**Task set**
1. List every dollar amount that appears in the text on the CEAPRC's history.
2. Carry on the text on the CEAPRC's history from where it stops.

**Text shown**
========

In May 1987, a restored chapel was inaugurated within the premises of the CEAPRC. In 1989, Alegría loaned several pieces of his collection for an Antillean masks exhibit. In 1990 Arturo Schomburg and Casa de las Américas exhibits were organized. In 1991, the institution began offering its first doctorate degree. Exhibitions on the archeological work of Miguel Rodríguez and Cuban slavery was also hosted. In 1992, Puerto Rican engravings and several books from the Guillermo Esteves Volckers collection on the topic of Christopher Columbus were exhibited. The Museo de las Américas, inaugurated during this year, was viewed by Alegría as the culmination of his life's work, bringing together several past initiatives. In 1993, the XV International Archeology Congress was held at Puerto Rico. Exhibits on Caribbean archeology and local academic magazines were also held.

In June 1993, budget cuts by the Pedro Rosselló administration ended a yearly legislative donation of $100,000 when the House of Representatives eliminated it after Carlos Juan López Nieves criticized that Alegría was personally involved with the CEAPRC and it had "become [his] business". The director didn't take the claims lightly. The following month, the Senate of Puerto Rico restored $63,000 of the total sum. In 1994, exhibits were held on the topics of Pablo de la Torriente Brau and Puerto Rican children's literature. In 1995, the CEAPRC entered a collaboration with the Universidad de Sevilla to offer a joint doctorate in American History. In 1996, Alegría and Pons loaned several pieces from their Talla de Santos woodwork collection to the Museo de las Américas, as part of the institutions second permanent exhibit. Between 1997 and 1998, the municipalities of Caguas and San Juan offered grants to students. On the 100th anniversary of the Spanish–American War, an exhibit on life before 1898 was held. In 1997, the government eliminated the recurrent UPR donation to the CEAPRC. The following year, the UPR made additional cuts in the collaboration for publications, investigations and visiting professors. In response, Alegría auctioned pieces from his private collection to gather funds, gathering $40,000. In 1999, students from the CEAPRC participated in excavations at Havana.

========

**Data shown**
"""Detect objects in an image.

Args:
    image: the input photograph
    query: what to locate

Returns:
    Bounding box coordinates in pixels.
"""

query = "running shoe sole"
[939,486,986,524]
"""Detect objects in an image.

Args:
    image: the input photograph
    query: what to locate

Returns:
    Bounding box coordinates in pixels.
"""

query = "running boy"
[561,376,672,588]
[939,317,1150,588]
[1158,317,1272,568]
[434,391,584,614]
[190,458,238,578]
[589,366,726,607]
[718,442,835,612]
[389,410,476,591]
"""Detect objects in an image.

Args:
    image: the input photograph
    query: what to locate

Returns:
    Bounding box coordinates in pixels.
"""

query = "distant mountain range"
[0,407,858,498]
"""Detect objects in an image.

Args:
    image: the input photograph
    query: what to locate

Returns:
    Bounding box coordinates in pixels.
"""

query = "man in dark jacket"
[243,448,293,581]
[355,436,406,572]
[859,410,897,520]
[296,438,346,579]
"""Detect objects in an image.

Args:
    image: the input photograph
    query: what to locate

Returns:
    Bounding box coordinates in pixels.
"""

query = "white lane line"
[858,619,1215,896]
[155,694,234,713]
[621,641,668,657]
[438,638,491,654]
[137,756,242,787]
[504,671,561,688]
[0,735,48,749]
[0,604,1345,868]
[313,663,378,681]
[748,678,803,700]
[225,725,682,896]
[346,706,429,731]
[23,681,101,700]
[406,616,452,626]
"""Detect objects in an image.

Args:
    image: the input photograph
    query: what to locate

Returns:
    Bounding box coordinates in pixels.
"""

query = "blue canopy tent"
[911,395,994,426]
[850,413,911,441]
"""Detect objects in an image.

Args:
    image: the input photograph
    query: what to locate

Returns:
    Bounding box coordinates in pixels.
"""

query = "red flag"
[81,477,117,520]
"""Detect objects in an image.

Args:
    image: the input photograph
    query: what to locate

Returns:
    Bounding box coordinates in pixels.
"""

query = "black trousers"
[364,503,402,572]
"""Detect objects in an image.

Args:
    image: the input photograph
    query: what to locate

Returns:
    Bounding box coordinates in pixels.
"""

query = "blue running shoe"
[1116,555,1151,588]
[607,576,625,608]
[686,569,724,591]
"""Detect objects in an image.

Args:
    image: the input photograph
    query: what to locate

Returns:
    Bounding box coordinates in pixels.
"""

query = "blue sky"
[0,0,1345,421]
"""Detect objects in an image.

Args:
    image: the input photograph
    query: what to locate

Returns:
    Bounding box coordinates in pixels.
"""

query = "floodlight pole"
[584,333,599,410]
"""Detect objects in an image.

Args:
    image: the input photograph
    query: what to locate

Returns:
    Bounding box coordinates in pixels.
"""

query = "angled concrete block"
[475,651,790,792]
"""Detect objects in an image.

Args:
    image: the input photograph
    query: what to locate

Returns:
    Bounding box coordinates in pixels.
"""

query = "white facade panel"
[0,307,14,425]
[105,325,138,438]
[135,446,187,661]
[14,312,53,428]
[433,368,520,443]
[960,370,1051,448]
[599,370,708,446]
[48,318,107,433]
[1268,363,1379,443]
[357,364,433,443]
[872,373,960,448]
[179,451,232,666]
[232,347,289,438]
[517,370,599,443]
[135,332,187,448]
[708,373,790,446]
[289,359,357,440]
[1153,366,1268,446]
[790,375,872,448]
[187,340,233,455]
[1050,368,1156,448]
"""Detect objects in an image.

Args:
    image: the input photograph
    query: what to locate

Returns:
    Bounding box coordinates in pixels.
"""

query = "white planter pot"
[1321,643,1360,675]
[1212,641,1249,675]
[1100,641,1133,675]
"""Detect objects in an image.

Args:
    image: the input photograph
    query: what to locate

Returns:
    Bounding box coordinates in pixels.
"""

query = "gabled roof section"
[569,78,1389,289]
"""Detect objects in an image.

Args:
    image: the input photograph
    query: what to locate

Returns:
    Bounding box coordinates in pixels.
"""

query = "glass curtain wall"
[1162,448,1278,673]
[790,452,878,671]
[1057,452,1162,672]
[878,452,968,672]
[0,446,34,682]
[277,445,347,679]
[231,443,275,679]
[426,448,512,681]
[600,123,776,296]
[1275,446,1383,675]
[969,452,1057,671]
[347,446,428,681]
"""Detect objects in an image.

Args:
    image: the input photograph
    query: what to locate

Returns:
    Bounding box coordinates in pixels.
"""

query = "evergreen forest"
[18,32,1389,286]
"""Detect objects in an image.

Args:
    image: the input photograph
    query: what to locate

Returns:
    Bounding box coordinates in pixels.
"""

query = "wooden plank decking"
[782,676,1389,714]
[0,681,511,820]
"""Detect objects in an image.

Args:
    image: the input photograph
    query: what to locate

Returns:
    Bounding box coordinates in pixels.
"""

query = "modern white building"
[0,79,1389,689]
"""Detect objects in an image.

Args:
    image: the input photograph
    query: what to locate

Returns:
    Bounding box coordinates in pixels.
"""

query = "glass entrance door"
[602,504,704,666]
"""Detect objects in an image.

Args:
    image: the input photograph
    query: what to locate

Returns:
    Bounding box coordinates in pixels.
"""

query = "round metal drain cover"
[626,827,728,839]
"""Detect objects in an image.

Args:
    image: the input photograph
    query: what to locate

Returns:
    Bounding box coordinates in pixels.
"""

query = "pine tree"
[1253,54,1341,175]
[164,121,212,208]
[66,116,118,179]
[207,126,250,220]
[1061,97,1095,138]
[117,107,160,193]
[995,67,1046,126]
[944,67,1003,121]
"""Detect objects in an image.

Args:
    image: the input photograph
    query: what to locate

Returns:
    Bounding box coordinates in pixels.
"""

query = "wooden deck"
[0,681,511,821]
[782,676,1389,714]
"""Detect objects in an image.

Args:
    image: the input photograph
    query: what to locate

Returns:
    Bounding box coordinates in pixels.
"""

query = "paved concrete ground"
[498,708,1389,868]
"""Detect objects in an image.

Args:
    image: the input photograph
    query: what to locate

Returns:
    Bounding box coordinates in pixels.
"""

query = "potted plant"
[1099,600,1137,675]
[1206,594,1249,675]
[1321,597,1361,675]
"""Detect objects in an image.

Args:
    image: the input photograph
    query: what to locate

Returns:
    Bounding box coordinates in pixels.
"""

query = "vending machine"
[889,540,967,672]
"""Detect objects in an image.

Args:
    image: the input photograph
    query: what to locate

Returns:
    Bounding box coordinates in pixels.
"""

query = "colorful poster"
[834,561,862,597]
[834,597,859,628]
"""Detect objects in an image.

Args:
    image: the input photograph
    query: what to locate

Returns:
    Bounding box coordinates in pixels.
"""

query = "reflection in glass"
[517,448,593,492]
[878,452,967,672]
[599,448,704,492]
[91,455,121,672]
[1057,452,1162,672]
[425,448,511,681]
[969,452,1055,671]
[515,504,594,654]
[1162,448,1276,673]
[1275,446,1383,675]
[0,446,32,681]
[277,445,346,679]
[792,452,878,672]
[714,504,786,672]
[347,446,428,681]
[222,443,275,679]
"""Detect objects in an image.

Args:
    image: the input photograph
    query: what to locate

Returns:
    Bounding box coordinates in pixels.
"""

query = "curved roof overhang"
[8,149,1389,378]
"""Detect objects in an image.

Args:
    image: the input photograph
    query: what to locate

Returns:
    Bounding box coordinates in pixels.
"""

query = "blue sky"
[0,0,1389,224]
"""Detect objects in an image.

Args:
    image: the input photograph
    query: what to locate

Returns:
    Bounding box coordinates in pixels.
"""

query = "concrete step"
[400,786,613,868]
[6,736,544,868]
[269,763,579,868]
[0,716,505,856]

========

**Responses in order**
1.
$100,000
$63,000
$40,000

2.
Entering the new millennium, efforts were made to establish more links with the Dominican Republic and Cuba in the form of exchange programs. For Alegría, this was a cultural response to the concept of an Antillean Confederation. By this time, the CEAPRC's library had grown to include 14,000 books and hosted the Guillermo Esteves Volckers, Rosa Estades and Monelisa Pérez Marchand collections, as well as audiovisual content and documentation. Some effort to modernize the institution's classic work took place with the digitalization of the he Crónicas de los indios de las Antillas initiative.

Alegría left his role in the CEAPRC in 2001, being replaced by Juan Manuel González Lamela as director and Juan Rodríguez Cancel as Dean of Academic Affairs. The institution had an endowment fund of $2,250,000 at the moment. By this time, figures like Juan Manuel García Passalaqua, Enrique Laguerre, Luis De la Rosa, Guillermo Baralt, Blanca Silvestrini, José Ferrer Canales, Ana Sagardía, Federico Acevedo, Ramón Luis Acevedo, Carmen Isabel Raffuci, Antonio J. González and Silvia Álvarez Curbelo had served as professors in the CEAPRC. In April 2001, the government promised an improvement of $100,000 in the assignment to the institution to commemorate Alegría's 80th birthday. The institution was one of 30 that joined in the celebrations surrounding this commemoration.

==Notable members==

- Enrique Laguerre - emeritus member.
- Ricardo Alegría - considered the founding father.
- Camille Lizarríbar-Yale University Dean of Student Affairs.

== Notable alumni ==

- Soraya Aracena - anthropologist and curator
- María Colom Silva-(MA '92) Director of the Municipal Archive of Mayagüez.
- Cristina M. Miranda Palacios-Executive Founding Director of the Puerto Rican Cities League.
- Abel Nazario-former mayor of Yauco.
- Carlos Antonio Otero-Chief of Information at El Vocero.